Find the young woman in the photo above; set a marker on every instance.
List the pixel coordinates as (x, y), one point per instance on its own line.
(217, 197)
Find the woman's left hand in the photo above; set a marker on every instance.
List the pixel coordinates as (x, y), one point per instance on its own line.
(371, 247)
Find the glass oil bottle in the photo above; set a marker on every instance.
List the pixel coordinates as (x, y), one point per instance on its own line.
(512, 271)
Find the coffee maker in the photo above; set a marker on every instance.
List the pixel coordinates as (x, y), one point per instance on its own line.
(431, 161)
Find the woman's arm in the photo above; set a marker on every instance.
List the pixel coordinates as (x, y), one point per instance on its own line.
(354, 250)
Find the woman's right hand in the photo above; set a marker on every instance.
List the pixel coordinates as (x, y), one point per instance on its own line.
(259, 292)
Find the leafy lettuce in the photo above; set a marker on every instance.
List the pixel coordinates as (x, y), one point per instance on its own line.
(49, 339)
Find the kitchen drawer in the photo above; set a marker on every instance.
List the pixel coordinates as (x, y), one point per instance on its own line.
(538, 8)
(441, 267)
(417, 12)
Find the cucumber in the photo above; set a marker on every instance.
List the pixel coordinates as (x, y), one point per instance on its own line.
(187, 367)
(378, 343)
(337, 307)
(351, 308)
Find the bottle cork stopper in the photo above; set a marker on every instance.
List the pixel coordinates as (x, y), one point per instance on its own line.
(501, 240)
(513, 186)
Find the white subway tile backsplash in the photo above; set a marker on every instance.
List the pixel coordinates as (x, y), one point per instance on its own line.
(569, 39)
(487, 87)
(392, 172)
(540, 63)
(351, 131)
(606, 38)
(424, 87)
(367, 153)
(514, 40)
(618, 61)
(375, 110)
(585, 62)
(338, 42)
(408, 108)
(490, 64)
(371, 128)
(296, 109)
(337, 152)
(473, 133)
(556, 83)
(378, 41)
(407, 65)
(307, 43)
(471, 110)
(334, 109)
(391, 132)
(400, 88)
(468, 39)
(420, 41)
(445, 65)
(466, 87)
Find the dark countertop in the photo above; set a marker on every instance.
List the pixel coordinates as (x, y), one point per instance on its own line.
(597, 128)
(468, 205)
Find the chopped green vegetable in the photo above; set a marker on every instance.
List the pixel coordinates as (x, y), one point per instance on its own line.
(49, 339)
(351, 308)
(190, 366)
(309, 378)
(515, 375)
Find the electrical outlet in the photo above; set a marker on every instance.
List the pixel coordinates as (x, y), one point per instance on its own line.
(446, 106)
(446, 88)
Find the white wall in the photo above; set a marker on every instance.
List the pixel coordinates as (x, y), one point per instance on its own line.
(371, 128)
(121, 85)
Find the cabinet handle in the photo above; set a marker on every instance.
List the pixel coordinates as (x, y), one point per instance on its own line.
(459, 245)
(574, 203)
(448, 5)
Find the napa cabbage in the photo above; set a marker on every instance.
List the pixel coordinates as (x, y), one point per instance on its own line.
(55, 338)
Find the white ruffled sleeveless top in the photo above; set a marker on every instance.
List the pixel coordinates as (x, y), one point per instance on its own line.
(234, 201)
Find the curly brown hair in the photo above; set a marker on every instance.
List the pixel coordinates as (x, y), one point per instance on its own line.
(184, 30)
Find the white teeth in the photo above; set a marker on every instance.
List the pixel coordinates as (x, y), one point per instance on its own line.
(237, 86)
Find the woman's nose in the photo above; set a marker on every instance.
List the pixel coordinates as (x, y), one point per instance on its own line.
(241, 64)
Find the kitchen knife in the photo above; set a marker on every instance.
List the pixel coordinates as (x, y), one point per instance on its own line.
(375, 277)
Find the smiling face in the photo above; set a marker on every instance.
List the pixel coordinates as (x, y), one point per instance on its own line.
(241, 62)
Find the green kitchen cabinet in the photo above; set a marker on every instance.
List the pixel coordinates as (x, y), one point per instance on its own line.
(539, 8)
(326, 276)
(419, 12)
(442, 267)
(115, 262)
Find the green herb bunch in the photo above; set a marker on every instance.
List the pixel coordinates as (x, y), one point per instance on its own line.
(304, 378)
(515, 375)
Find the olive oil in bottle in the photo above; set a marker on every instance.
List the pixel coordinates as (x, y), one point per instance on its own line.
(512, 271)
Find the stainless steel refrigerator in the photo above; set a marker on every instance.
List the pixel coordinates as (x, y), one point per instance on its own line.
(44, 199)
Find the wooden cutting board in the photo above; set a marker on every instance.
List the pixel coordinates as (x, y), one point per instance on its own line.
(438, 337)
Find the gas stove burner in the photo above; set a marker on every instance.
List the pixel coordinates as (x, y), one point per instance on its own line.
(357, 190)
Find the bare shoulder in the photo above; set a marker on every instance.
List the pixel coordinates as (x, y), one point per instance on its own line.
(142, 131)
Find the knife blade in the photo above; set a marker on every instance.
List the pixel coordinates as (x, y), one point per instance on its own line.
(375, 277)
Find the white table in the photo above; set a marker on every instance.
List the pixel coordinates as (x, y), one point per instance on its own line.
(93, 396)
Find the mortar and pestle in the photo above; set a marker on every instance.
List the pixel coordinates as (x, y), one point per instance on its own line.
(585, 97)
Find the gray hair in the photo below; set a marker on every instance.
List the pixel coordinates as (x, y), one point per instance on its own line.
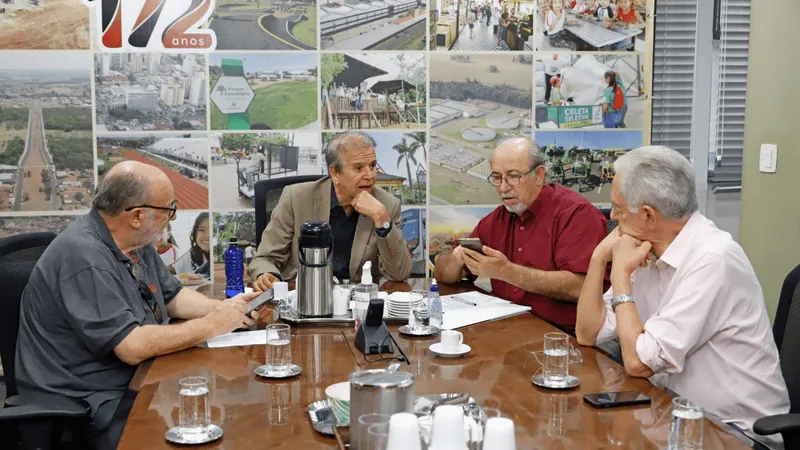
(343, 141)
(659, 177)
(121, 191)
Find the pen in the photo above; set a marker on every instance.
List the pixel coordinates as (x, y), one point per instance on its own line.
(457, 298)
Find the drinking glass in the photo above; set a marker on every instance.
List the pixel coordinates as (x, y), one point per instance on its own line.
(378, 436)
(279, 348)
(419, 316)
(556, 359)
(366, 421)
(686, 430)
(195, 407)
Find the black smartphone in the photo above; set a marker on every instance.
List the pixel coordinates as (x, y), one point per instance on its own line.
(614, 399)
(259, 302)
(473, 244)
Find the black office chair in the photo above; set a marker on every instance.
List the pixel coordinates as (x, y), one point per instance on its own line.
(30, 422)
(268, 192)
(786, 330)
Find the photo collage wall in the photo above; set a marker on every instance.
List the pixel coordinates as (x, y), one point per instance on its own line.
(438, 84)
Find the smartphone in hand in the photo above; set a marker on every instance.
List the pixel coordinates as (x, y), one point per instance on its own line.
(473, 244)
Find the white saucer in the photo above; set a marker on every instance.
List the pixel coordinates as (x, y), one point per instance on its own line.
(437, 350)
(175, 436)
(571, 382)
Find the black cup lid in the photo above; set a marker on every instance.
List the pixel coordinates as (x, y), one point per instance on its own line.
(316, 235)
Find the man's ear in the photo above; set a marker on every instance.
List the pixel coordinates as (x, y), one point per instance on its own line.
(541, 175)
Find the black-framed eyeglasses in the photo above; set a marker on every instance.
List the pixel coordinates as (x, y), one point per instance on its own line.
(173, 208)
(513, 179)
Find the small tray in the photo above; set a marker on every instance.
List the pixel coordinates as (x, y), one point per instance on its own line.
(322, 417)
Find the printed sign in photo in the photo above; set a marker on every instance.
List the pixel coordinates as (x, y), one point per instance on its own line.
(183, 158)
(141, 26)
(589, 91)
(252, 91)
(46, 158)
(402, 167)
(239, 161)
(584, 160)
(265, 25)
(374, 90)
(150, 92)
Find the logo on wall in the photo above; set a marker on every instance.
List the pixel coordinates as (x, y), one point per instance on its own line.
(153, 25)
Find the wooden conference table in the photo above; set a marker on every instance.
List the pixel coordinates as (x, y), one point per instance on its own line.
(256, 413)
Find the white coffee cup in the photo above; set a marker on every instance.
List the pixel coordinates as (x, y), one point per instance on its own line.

-------------------------

Required task = Write out again every line above exactly as given; the pictures do not belong in the copy.

Output of the task =
Find the young woman in the photo above; set a marker on every instance.
List the pixel coordinates as (x, y), one point per instance on its own line.
(217, 197)
Find the woman's left hand in the photo above; set a marker on every instance.
List the pixel coordinates as (x, y), one point per instance on its own line.
(371, 247)
Find the glass oil bottle in the photo above; set a marker on every instance.
List the pixel coordinates as (x, y), one point per instance on its own line.
(512, 271)
Find the coffee maker in the photo above; set a marker on every instance.
List the pixel coordinates as (x, y), one point per instance on its own line.
(431, 161)
Find the woman's arm in the photo above; set a marker on every instance.
List the pixel coordinates as (x, y), one point per instance on its own line.
(354, 250)
Find the woman's right hand in the photo above; set a marker on every instance.
List the pixel coordinates as (x, y), one point per instance on its own line.
(259, 292)
Find the leafy lettuce in the photo above; set a marker on every instance.
List the pixel coordinates as (x, y), one point per instance on its own line.
(49, 339)
Find the kitchen drawer in the photo above; set a marker on every instance.
List the pixel coordinates as (x, y), one point per instance on its own line.
(538, 8)
(441, 267)
(417, 12)
Find the cucumber in the photo above; set a marker on every instance.
List the pixel coordinates as (x, y), one point per instance on its own line.
(187, 367)
(378, 343)
(337, 307)
(351, 308)
Find the bottle cork stopper in the photo above; set a marker on every instance.
List the pixel coordinates as (x, y), one point per instance on its own line.
(501, 240)
(513, 186)
Find the white subway tile backsplash in the photo above; set a marker on every instance.
List the pixel coordinates as (x, y), one point per instance on its own line.
(569, 39)
(487, 87)
(392, 172)
(540, 63)
(351, 131)
(606, 38)
(424, 87)
(367, 153)
(514, 40)
(618, 61)
(375, 110)
(585, 62)
(338, 42)
(408, 108)
(490, 64)
(371, 128)
(296, 109)
(337, 152)
(473, 133)
(556, 83)
(378, 41)
(407, 65)
(307, 43)
(471, 110)
(334, 109)
(391, 132)
(400, 88)
(468, 39)
(420, 41)
(445, 65)
(466, 87)
Find the dark countertop in the photo above; set a marker on every instance.
List the pixel coordinates as (x, y), one point per instance on its own line.
(597, 128)
(468, 205)
Find the chopped green vegetable in the photo above; set a marker on every instance.
List the pixel coordinates as (x, y), one point per instance on its own line.
(49, 339)
(351, 308)
(190, 366)
(309, 378)
(515, 375)
Find the electrical outlet in the photo above; set a marker on every instance.
List the pixel coordinates as (x, y), one point per instance on its own line.
(446, 106)
(446, 88)
Find the white wall in the photo above; set a marker on every instance.
List the pixel coordinates as (x, y), one point per instance on its own line.
(371, 128)
(121, 85)
Find the cabinet handle in the photo above; set a marker on every instance.
List the pixel coordinates as (x, y), one point per instance on its own line.
(459, 245)
(574, 203)
(448, 5)
Find the napa cabbage in the photo above; set a marker on every instance.
List the pixel coordinates as (x, y), one point per instance on its own line.
(55, 338)
Find the white ruffled sleeveless top in the photo above; set a marker on every instance.
List the pixel coordinates as (x, y), one point per instance on its own line.
(234, 201)
Find the curly brown hair in the photo above; set a marker on every instance.
List the pixel coordinates as (x, y), one point per instance on its own line.
(184, 30)
Find the white teeth in the photo above; set a marker on every instance.
List the pixel coordinates as (x, y), one point per instance on its own line.
(237, 86)
Find the woman's nose in the photo above; set a marker on every instance.
List the pixel coordinates as (x, y), one point per instance on its own line.
(241, 64)
Find the kitchen knife in the photo above; set a marker on every instance.
List the pixel coordinates as (x, y), one point per instance on its own line.
(375, 277)
Find the smiling face in the photo above; set a marker on every instance.
List the pixel coordinates as (x, y), one point per instance on its own line.
(241, 62)
Find the green kitchen cabinet in the photo above; set a marker on every instance.
List the pixel coordinates as (x, y), one point per instance on its own line.
(539, 8)
(326, 276)
(419, 12)
(442, 267)
(115, 262)
Find the green herb bunch in the photo above; set a marker on every instance.
List the pixel coordinates as (x, y), one point per instance on its own line.
(304, 378)
(515, 375)
Find the olive oil in bottle in the photo above; set a marker on every instance.
List the pixel coordinates as (x, y), one point per instance on its own line.
(512, 271)
Find the stainless steel refrigerator in the photo above; set a marker on every instance.
List the pixel coordinates as (x, y), one point per instance on its own line.
(44, 199)
Find the wooden cutting board in the photo above; set a marker on every instance.
List the pixel coordinates as (x, y), one point per instance on its own line.
(438, 337)
Find the gas stove burner in the photo above; set a marker on every instance.
List the pixel coordinates as (x, y), one point per instance on its own line.
(357, 190)
Find the bare shoulder in the photo above; set a marker on every instance.
List the pixel coordinates as (x, y), one point per instance on its own line.
(142, 131)
Find the knife blade in the photo above; set a marker on every instance.
List the pixel coordinates as (x, y), one point per instance on its own line.
(375, 277)
Find the white table in the photo above; set a marker on every instance.
List the pixel coordinates as (x, y), one point per instance on its own line.
(93, 396)
Find the mortar and pestle in the photo above; set a marker on every instance.
List the pixel coordinates as (x, y), one point per instance on its own line.
(585, 97)
Find the gray hair in the photo below; set a marker on every instance.
List the pixel coordinates as (x, y), one point per instance on its own line.
(343, 141)
(659, 177)
(121, 191)
Find the pen in the photo above; set a marker on every instance.
List the pixel coordinates as (x, y), one point per instance on its own line.
(457, 298)
Find the drinking glass in the photo above; set a marker on every instance.
List the pixel coordinates as (x, y), one point per instance on its own line.
(378, 436)
(279, 348)
(419, 316)
(556, 359)
(366, 421)
(686, 430)
(195, 407)
Find the black smartphone in the photo above; set a marker on every instance.
List the pixel coordinates as (x, y), one point per instance on its own line.
(614, 399)
(259, 302)
(473, 244)
Find the black office chair in the photo above; set a marker on every instance.
List the pixel coordinates as (x, y), one point per instance on its own line.
(30, 422)
(268, 192)
(786, 330)
Find the photo collage wall in the photo above; set a marker on every instance.
List the pixel coordinates as (x, y), one point per instance on its own line.
(438, 84)
Find the smartphone in hand in the photo above; set a marker on every instance.
List the pixel coordinates as (x, y), one point per instance on its own line.
(473, 244)
Find the white saucer in the photo above; set a marker on every instance.
List the pixel coordinates as (x, y), one point per instance on its own line.
(437, 350)
(175, 436)
(571, 382)
Find the black cup lid in the photo above; set a marker on every instance.
List the pixel coordinates as (x, y), one point per instance on its own line.
(316, 235)
Find the man's ear in the photo above; set a marker on every instance.
List the pixel coordinates as (x, y), one point per instance on its own line.
(541, 175)
Find the black-framed eyeglasses in the photo above; set a marker on every instance.
List the pixel coordinates as (x, y), one point per instance on its own line.
(173, 208)
(513, 179)
Find the small tray in the photo above; set a marker on every instance.
List the pixel coordinates as (x, y), one point per instance on its own line.
(322, 417)
Find the printed sign in photo in the photo above; set a marker on every instance.
List the pixel coordinates as (x, y), one point per instance on its own line.
(183, 158)
(141, 26)
(589, 91)
(252, 91)
(46, 158)
(402, 167)
(239, 161)
(584, 160)
(265, 25)
(374, 90)
(150, 92)
Find the logo on wall in the photo above; set a marker on every instance.
List the pixel coordinates as (x, y), one point per instance on its own line.
(153, 25)
Find the wooden conference table in the photo above; set a marker on every instance.
List the pixel coordinates as (x, y), one point per instance on its own line.
(256, 413)
Find the white coffee cup in the photo above; set a marker on every instance.
List the pixel coordinates as (x, y), one point per instance on its own line.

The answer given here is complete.